**WORK TASK**
Retype all of the listing exactly, passing over any picture you find.

**** INFORMATION PROVIDED

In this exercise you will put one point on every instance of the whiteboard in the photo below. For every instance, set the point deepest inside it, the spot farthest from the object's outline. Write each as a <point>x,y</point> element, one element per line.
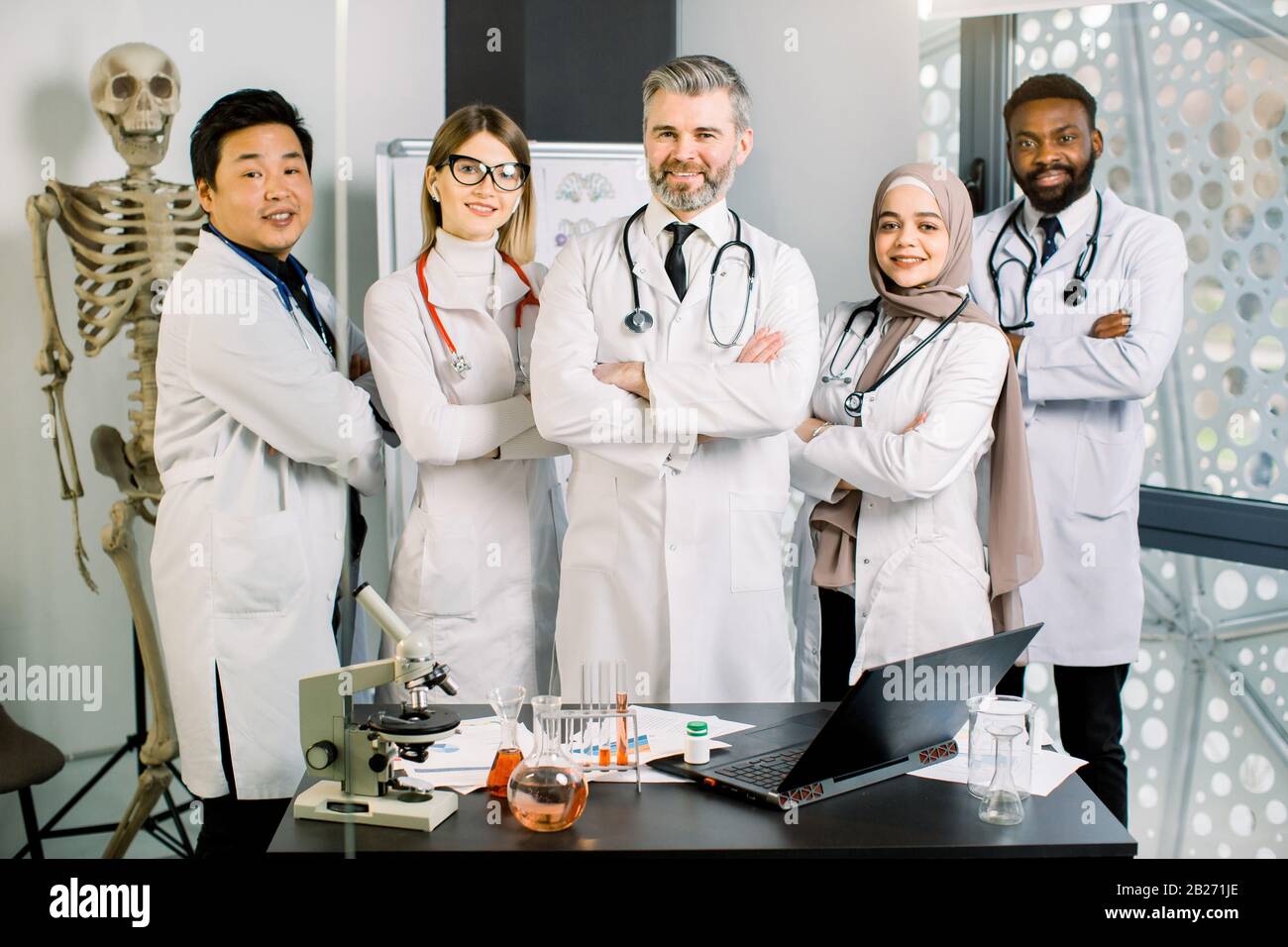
<point>578,188</point>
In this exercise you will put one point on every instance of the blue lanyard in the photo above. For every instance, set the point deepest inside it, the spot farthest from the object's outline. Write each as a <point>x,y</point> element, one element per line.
<point>278,283</point>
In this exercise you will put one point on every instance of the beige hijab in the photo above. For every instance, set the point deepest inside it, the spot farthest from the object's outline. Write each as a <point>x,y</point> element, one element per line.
<point>1014,548</point>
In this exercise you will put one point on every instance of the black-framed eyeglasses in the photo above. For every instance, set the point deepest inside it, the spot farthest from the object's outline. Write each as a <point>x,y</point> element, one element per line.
<point>507,176</point>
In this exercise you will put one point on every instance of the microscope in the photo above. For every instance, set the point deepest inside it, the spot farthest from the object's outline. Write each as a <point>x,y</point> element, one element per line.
<point>359,780</point>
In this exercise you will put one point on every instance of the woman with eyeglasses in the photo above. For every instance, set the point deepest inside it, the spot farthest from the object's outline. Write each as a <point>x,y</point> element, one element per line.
<point>477,566</point>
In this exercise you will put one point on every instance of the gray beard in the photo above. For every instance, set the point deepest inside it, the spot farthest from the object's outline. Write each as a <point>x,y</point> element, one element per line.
<point>711,189</point>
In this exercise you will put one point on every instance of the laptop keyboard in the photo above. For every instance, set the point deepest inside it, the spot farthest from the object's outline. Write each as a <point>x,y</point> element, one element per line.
<point>768,771</point>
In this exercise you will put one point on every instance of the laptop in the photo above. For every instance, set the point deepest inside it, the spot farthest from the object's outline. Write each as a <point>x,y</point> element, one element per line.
<point>894,719</point>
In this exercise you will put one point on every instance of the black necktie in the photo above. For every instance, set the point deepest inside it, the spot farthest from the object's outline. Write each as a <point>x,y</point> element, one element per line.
<point>675,258</point>
<point>1050,226</point>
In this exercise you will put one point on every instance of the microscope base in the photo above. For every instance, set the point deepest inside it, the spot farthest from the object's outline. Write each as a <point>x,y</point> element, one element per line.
<point>325,801</point>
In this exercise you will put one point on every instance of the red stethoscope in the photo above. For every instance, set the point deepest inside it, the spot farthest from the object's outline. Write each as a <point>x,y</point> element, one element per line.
<point>459,363</point>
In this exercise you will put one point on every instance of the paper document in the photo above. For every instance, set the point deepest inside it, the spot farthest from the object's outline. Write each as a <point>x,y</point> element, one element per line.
<point>462,762</point>
<point>1050,770</point>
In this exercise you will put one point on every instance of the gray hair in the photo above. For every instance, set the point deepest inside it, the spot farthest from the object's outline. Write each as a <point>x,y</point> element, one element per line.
<point>697,75</point>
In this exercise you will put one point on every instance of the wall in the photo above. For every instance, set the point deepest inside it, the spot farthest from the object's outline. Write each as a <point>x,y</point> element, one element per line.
<point>835,91</point>
<point>48,615</point>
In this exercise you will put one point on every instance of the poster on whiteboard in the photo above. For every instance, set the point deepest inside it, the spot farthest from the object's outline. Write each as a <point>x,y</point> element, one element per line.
<point>578,188</point>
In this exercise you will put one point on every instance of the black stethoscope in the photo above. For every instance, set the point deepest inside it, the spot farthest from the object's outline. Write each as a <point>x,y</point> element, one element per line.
<point>639,320</point>
<point>854,399</point>
<point>1076,290</point>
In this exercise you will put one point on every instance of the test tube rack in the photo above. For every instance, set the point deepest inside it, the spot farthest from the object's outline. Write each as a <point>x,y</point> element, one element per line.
<point>590,736</point>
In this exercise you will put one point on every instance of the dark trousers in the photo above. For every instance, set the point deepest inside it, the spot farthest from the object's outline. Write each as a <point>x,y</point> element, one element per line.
<point>836,644</point>
<point>232,826</point>
<point>1091,725</point>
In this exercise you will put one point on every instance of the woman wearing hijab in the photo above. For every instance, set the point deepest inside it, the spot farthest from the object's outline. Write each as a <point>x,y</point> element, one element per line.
<point>449,335</point>
<point>893,562</point>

********

**EXERCISE OUTPUT**
In this exercise you will put one point on every instance of the whiteboard in the photo below. For every instance, set the point deepest inside it, the spot farthest from the object's outline. Write each as a <point>x,y</point> element, one element per line.
<point>578,188</point>
In this exercise you will put one point on every instance of the blue lanyard in the photo above. For every instance, set the point deepest inside it, the spot farthest from the object's outline. Write each as a <point>x,y</point> element, one element per line.
<point>278,283</point>
In this exercise you will put one point on every instance of the beige hijab in the photo above. For every instance, set the point deepest inside it, the spot farthest from the object's outline. Write each as a <point>x,y</point> element, one element per line.
<point>1014,548</point>
In this exercise you will put one point on every instance of the black-framed eyeglasses in the photo above. For every instance, set the point deepest inside it, the spot farthest from the object's outline. Write each as a <point>x,y</point> element, one element per line.
<point>507,176</point>
In this exercise you will put one point on every instance of the microscope in the photo above. For every instance, set the point deepest inside it, the spot farthest from the object's outline. Write each as a <point>x,y</point> element, one element per line.
<point>359,780</point>
In this exercise you will put one point on every instance of the woman with eyeglasses in the photo above. For every instance, set the point deepest inside it, the spot farthest from the object's outline. Write each as a <point>x,y</point> element, one element per line.
<point>477,566</point>
In this exercise you will put one point on every instance of the gray beard in the photo above. For every instance, set the point deepest inside it, the spot farthest from the object's outline. Write each as a <point>x,y</point> element, one element per line.
<point>711,189</point>
In this exercise you will put one point on every instance of the laptop keyboard in the photo above. For every instance, set the point deepest inside it, the spot farthest from the object's outline. Write each as a <point>x,y</point> element, one element per line.
<point>768,771</point>
In this exercise you will put one point on every instance of the laptop in the photo above. For every instance, set the point deepest inside it, the spot farthest from the object's outline. Write each as a <point>x,y</point> element, one element per line.
<point>894,719</point>
In this exercise you will put one point on every instance of the black necktie in the photo above. For every instance, set the point deepest inside it, the spot farthest from the object's outline. Write each as a <point>x,y</point> element, one element per line.
<point>675,258</point>
<point>1050,226</point>
In this exercise you will put one point on every instance of the microscope base in the photo above. For every instance, set the point deepest inside it, the spot farthest from the object's outline. Write each as a <point>x,y</point> element, one element per line.
<point>325,801</point>
In this exercise you will put one point on every instance of the red stethoscope in the photo above. For every instance, set the point deepest inside it, the spot farthest from the object's outline. Write each as a <point>x,y</point> element, one element per line.
<point>459,363</point>
In this exercise you will put one point on every instance of the paper document in the photo above. For every instance, set the point deepest inside it, the spot farthest from the object's outline. Write each as a <point>x,y</point> element, one element per line.
<point>462,762</point>
<point>1050,770</point>
In this exercise you will put one point on every instance of the gray hair in the photo above. For every instance, set the point deepest inside it, the spot farthest from the object's outline. Write each as a <point>x,y</point> element, one element per line.
<point>697,75</point>
In this exercise you will put one point on every instance of the wall in the photo above. For every instance, set the point deepest inside it, the spot farthest from the object's outline. Write each as a <point>x,y</point> element, one element per line.
<point>835,91</point>
<point>48,615</point>
In this exercise you will put one point on every instance of the poster on whiteboard in the photo above. For every instance, set the point deepest inside it, the spot farthest from the object's outline. Write each as a <point>x,y</point> element, one element per line.
<point>578,188</point>
In this exercise you will put one point on every instance of the black stethoscope in the photo above. For every instance, set the point deepest inside it, the spot farthest from the object's outline. Write each as a <point>x,y</point> element, one element per line.
<point>639,320</point>
<point>854,399</point>
<point>1076,290</point>
In this exercise you will put one point on every instance of the test tube rack in the photo above. For every instance, set the point deepest inside it, the spot farthest from the object's outline. Write each as a <point>x,y</point> element, one element per line.
<point>590,736</point>
In this exercise you will put one point on every instance of the dark trousers in the photo above. For every instance, set the point deepest inside it, the spot farthest from the object's outline. Write each as a <point>x,y</point> element, one element per line.
<point>836,644</point>
<point>232,826</point>
<point>1091,725</point>
In this exercise you will put one point on every instance of the woman wearing hijab in the photo above. For every instance, set the point deepest inside it, the spot farthest from the object's outline. Write each as a <point>x,y</point> element, one element per line.
<point>449,335</point>
<point>893,562</point>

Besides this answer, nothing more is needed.